Document section ->
========================================================================
2. This Agreement is for the
benefit of Lexmark, its divisions, subsidiaries, affiliates, owners,
stockholders, successors, assigns, agents, directors, officers, employees,
suppliers, representatives, attorneys and predecessors, and any and all
persons
acting by, through, under or in concert with any of the foregoing (collectively,
"Lexmark Releasees").
3. Employee shall not
disclose to any person or use any confidential or proprietary information,
knowledge or data that is not theretofore publicly known and in the public
domain, or obtained by Employee while in the employ of Lexmark with respect to
Lexmark or any of its subsidiaries or affiliates, or with respect to any
products, improvements, formulas, designs, processes, customers, methods of
sales, distribution, operation or manufacture, sales, prices, profits, costs,
contracts, suppliers, business prospects, business methods, techniques,
research, plans, strategies, personnel, organization, trade secrets or know-how
of Lexmark or any of its subsidiaries or affiliates, except as may be required
by law or by a judge in a judicial proceeding or by an authorized government
inquiry or investigation.
4. Employee shall deliver to
Lexmark on or before the date on which Employee executes this Agreement all
non-personal documents and data of any nature pertaining to Employee’s work with
Lexmark, and Employee shall not take from Lexmark or retain any such documents
or data of any description or any reproduction thereof, or any documents
containing or pertaining to any Lexmark confidential or proprietary information,
knowledge or data. Employee represents that Employee has returned to
Lexmark all such documents and data as well as all Lexmark property and assets
in Employee's possession, including but not limited to a laptop (except
Employee’s cell phone which he is permitted to keep and assume financial
responsibility for). Employee represents that Employee has no
outstanding balance under his/her Lexmark Corporate American Express
card. Employee understands that the cost of replacing any unreturned
property and assets (whether or not actually replaced) and any amounts that
Employee owes to Lexmark or any third party on behalf of Lexmark may be deducted
from any form of compensation which may be due to the Employee from Lexmark
(including but not limited to wages, salary, bonuses, commissions, severance
pay, vacation pay, fringe benefits, expense reimbursements and the proceeds
resulting from any form of equity compensation, including but not limited to any
unrealized option gains not otherwise forfeited due to the circumstances of the
termination of Employee’s employment) and Employee hereby consents to such
deduction.
5. Employee agrees that
Employee shall not disparage any Lexmark Releasee or any Lexmark product or
service.
========================================================================
Extracted data ->
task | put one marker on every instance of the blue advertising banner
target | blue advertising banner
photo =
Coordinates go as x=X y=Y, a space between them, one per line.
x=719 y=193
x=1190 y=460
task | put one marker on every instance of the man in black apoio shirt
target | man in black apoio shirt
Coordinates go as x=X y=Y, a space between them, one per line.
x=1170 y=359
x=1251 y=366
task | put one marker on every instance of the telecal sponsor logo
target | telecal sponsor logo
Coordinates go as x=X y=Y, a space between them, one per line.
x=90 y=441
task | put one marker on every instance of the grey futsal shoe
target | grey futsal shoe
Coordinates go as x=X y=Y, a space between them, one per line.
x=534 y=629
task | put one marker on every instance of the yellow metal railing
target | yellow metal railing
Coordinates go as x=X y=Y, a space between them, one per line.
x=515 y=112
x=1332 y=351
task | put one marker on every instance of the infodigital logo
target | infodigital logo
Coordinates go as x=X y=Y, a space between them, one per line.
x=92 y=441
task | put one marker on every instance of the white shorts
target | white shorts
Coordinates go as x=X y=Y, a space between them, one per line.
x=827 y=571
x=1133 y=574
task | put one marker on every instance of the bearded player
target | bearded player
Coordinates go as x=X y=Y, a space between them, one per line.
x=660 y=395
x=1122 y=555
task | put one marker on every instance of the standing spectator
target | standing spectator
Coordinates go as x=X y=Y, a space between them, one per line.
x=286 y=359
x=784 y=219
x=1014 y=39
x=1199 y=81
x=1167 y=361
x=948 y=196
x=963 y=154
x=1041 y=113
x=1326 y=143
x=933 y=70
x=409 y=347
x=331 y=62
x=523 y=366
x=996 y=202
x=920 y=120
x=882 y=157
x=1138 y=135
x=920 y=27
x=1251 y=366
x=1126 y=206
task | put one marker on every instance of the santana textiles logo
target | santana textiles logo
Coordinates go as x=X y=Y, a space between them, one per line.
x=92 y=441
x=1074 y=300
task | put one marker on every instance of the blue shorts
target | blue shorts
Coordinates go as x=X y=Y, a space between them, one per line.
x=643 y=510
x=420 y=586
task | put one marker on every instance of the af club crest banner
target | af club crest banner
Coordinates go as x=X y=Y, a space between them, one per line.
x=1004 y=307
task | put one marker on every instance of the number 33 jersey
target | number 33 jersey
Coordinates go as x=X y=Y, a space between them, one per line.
========================================================================
According to the Lexmark agreement excerpt, which item is the Employee permitted to keep instead of returning it to Lexmark? Rely solely on the Lexmark agreement excerpt, not on the lines.

The Employee's cell phone, for which the Employee assumes financial responsibility.